## [Required action]
Repeat each line, word for word, from the one containing "Rules: pick out each instance of the green flower" through the last line of the entries, and include no other output.

====

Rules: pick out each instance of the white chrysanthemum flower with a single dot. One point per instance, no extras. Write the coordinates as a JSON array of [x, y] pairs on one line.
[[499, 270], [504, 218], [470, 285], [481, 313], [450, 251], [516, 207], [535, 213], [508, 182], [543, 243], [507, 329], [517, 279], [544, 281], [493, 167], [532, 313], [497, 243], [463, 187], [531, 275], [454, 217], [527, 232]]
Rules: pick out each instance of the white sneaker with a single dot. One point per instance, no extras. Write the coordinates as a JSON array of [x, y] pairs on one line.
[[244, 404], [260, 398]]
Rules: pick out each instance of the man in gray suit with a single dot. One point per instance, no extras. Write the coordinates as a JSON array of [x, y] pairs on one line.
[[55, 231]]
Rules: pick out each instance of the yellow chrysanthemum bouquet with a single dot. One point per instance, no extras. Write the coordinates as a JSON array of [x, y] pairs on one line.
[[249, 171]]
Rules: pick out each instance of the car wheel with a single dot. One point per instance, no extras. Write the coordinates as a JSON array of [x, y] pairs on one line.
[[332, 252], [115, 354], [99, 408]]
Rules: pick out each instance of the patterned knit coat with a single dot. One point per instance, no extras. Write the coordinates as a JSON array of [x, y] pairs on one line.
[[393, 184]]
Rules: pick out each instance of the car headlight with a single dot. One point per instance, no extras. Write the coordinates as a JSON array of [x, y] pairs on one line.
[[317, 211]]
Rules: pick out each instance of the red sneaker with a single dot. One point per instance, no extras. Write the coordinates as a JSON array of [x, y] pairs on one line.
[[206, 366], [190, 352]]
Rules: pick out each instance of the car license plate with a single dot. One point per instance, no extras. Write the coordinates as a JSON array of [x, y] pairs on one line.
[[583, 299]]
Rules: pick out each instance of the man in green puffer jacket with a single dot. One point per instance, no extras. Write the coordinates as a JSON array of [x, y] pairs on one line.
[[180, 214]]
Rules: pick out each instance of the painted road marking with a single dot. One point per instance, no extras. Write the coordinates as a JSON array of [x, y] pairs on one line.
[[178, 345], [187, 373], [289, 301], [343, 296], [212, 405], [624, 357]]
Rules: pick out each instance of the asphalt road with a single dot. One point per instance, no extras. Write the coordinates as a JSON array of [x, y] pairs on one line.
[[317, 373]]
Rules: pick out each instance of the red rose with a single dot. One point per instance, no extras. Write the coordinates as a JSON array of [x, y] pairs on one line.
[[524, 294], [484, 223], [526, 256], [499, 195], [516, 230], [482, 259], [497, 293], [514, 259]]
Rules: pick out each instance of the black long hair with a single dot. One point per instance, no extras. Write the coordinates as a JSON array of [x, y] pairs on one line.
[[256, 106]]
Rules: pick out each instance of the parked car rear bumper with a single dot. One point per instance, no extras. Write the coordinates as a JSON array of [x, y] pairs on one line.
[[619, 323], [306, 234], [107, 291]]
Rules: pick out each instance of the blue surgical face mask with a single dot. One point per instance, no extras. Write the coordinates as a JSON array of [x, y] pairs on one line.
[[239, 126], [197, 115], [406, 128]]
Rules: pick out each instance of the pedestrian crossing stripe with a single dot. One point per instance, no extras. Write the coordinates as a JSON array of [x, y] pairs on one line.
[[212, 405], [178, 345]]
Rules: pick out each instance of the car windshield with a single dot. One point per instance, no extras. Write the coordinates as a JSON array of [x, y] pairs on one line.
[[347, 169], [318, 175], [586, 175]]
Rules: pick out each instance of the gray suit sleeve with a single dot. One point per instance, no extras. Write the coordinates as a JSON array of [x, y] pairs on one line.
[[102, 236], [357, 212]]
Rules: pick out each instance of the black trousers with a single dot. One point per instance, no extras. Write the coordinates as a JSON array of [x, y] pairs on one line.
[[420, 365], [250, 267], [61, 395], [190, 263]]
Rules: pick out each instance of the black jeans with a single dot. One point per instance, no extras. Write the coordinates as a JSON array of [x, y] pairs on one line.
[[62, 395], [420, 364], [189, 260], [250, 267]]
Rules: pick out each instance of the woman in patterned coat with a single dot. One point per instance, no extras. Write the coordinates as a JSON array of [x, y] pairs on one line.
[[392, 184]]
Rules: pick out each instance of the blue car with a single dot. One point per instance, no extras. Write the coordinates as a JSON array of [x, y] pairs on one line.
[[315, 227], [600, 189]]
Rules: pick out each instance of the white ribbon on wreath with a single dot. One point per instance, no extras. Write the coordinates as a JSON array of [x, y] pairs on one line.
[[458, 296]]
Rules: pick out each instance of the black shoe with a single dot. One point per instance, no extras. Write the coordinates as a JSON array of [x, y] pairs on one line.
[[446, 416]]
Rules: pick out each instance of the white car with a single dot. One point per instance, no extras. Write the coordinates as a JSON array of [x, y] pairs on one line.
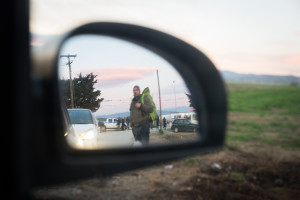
[[85, 128]]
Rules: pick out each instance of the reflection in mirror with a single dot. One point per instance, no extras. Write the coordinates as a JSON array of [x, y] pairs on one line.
[[104, 110]]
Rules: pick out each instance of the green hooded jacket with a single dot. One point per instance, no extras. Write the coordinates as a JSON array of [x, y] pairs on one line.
[[140, 115]]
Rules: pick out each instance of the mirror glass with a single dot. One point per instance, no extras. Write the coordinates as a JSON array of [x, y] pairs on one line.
[[99, 76]]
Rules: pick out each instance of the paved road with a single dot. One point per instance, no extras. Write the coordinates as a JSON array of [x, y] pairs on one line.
[[113, 138]]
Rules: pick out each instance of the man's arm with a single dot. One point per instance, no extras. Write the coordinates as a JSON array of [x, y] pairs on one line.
[[147, 106]]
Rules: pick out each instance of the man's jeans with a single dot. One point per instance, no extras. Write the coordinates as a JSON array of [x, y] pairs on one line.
[[141, 133]]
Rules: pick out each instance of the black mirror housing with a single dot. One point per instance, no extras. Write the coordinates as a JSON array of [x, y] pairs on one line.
[[54, 162]]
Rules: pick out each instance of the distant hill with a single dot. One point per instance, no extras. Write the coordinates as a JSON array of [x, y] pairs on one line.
[[232, 77], [164, 112]]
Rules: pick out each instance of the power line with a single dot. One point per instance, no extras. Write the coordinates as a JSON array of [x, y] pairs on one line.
[[71, 85]]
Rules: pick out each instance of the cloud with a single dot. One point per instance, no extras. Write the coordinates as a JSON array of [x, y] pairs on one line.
[[113, 76], [293, 59]]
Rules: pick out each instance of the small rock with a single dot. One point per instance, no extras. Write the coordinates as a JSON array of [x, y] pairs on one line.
[[217, 165], [279, 182], [169, 167]]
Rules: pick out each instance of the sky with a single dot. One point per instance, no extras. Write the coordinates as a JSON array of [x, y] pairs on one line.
[[119, 66], [257, 36]]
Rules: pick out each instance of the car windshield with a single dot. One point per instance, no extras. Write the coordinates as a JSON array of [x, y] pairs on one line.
[[80, 117]]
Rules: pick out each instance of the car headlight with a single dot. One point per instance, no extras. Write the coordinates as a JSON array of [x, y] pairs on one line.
[[89, 134]]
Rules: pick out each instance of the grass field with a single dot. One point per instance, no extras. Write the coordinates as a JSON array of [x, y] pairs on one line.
[[268, 114]]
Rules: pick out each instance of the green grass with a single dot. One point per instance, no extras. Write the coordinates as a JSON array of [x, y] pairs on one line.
[[265, 99], [270, 114]]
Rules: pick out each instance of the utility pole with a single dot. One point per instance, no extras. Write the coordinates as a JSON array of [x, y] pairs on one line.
[[175, 97], [159, 101], [71, 85]]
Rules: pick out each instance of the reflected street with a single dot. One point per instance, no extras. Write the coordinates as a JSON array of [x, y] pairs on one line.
[[115, 138]]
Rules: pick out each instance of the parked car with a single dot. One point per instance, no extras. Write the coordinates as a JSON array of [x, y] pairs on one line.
[[85, 128], [182, 124], [101, 124]]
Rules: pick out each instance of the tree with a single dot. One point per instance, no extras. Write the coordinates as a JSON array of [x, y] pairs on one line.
[[84, 93]]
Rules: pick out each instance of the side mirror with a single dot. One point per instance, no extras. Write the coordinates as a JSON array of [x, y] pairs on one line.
[[55, 161]]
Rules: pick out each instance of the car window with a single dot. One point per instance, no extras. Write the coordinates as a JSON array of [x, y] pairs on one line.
[[80, 117]]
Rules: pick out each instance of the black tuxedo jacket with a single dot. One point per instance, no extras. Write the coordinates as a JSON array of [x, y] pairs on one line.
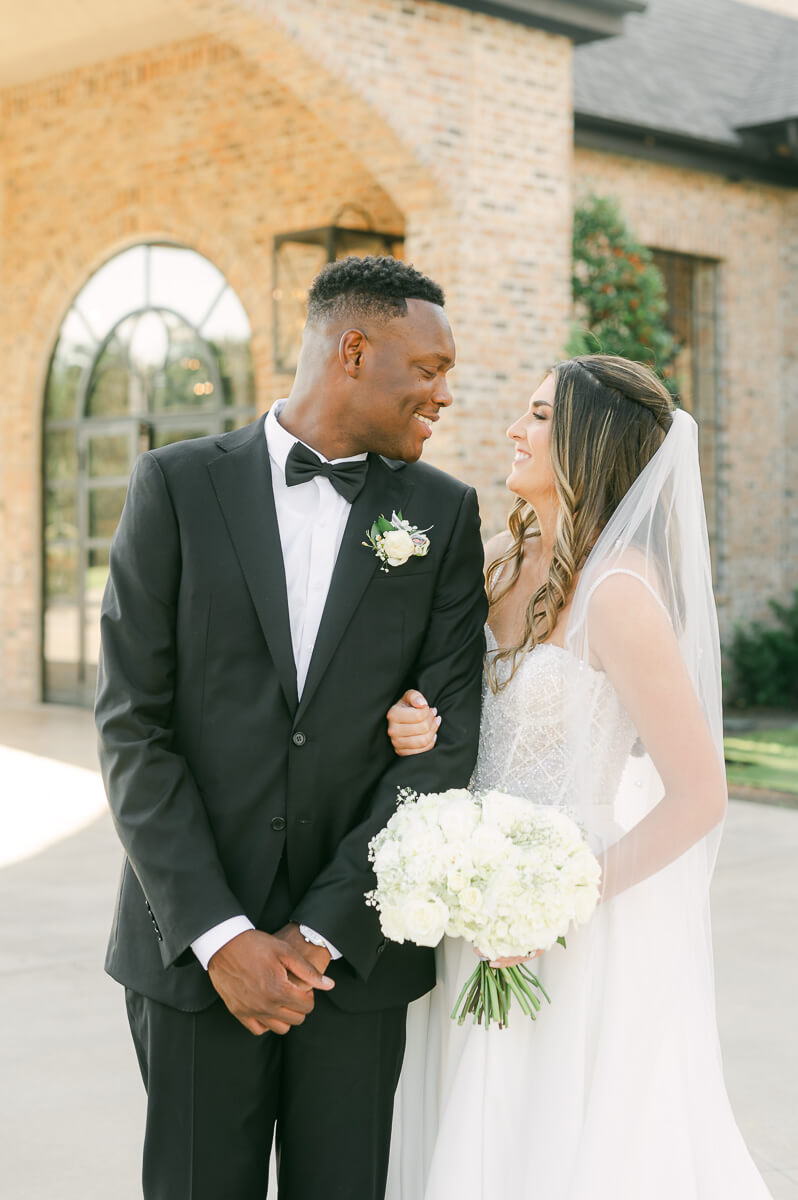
[[211, 766]]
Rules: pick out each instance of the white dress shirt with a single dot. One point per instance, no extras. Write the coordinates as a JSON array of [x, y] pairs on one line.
[[311, 519]]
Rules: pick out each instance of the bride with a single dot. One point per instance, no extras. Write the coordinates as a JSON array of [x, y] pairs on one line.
[[601, 695]]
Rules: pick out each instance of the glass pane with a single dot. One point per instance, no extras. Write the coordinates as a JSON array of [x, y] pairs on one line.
[[95, 585], [297, 265], [105, 510], [109, 454], [166, 437], [228, 333], [228, 322], [72, 355], [118, 288], [149, 343], [60, 514], [189, 379], [60, 455], [184, 281], [61, 652], [61, 573]]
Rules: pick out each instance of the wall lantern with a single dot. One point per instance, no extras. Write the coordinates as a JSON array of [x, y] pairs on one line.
[[299, 257]]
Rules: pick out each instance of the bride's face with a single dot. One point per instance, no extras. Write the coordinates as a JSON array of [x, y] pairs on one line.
[[531, 475]]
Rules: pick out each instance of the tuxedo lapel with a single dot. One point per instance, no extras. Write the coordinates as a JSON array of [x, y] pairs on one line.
[[241, 479], [385, 491]]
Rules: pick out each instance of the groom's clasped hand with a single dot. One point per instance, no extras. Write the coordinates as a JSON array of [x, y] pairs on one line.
[[268, 981]]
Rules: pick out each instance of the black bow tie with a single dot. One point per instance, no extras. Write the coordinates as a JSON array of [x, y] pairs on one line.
[[347, 478]]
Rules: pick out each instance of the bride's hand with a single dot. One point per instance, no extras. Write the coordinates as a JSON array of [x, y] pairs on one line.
[[412, 725], [509, 963]]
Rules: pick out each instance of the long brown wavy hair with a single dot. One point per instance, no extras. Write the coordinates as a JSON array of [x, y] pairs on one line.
[[609, 419]]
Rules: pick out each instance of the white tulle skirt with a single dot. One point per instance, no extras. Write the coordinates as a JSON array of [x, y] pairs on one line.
[[594, 1101]]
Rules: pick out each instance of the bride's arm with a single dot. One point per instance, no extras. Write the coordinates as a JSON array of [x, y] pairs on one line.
[[635, 645], [412, 725]]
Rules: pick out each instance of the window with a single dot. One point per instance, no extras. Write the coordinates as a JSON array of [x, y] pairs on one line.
[[154, 349]]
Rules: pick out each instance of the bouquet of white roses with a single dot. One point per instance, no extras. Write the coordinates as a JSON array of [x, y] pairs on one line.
[[508, 875]]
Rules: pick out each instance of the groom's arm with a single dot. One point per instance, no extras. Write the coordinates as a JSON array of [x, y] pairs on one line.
[[448, 671], [157, 809]]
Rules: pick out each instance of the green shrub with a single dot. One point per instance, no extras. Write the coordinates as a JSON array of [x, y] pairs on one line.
[[618, 292], [763, 660]]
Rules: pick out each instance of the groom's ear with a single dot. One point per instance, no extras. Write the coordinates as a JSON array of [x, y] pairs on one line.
[[351, 352]]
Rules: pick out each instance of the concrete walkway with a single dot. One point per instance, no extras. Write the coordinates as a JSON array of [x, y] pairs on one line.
[[71, 1103]]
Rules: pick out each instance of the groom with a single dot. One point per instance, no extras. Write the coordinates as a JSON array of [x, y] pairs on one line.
[[251, 646]]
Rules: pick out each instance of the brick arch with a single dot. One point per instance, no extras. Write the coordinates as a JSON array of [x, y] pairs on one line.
[[298, 46], [57, 288]]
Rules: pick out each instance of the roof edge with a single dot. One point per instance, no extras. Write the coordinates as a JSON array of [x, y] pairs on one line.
[[736, 162], [582, 21]]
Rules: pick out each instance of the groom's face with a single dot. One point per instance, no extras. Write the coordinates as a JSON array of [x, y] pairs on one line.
[[401, 383]]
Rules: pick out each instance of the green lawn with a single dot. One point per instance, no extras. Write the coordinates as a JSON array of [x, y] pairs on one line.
[[763, 759]]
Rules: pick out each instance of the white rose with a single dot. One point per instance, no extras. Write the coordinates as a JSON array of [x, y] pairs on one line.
[[471, 899], [387, 857], [397, 546], [459, 817], [426, 921]]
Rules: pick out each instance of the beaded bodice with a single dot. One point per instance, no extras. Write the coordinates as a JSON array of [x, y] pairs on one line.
[[523, 745]]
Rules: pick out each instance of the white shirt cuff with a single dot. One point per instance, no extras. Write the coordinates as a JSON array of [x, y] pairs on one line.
[[207, 946], [319, 940]]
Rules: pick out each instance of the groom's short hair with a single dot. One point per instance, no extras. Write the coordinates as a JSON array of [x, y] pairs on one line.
[[367, 287]]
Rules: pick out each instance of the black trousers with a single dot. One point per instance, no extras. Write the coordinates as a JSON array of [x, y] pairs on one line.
[[216, 1093]]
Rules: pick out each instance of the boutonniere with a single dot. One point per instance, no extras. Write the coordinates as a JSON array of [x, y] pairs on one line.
[[396, 541]]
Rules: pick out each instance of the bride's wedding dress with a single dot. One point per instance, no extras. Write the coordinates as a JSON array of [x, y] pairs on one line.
[[616, 1091]]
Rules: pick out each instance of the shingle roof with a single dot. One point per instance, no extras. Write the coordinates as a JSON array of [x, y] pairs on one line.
[[699, 69]]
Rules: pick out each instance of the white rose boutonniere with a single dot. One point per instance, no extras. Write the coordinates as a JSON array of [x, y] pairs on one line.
[[396, 541]]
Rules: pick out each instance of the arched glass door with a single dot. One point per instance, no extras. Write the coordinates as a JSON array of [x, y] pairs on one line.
[[155, 348]]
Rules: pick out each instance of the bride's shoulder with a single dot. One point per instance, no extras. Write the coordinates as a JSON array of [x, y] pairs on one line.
[[497, 546], [624, 597]]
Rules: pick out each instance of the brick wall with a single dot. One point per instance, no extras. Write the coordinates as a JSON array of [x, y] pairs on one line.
[[454, 127], [751, 229]]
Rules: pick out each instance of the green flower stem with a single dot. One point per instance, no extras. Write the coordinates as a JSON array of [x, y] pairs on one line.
[[489, 993]]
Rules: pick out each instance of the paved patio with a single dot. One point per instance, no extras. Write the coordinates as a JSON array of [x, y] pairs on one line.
[[71, 1103]]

====

## [Result]
Rules: pick out each instance of the green flower stem with a single dot. One point per instance, no extras. Write the coordinates as a JSON array of [x, y] pairs on one line.
[[489, 993]]
Rules: pick out each instance of the paved patio with a single dot. One point per instance, no extras. Write the coordinates as a JSON array of [x, y] pairs on one line.
[[71, 1103]]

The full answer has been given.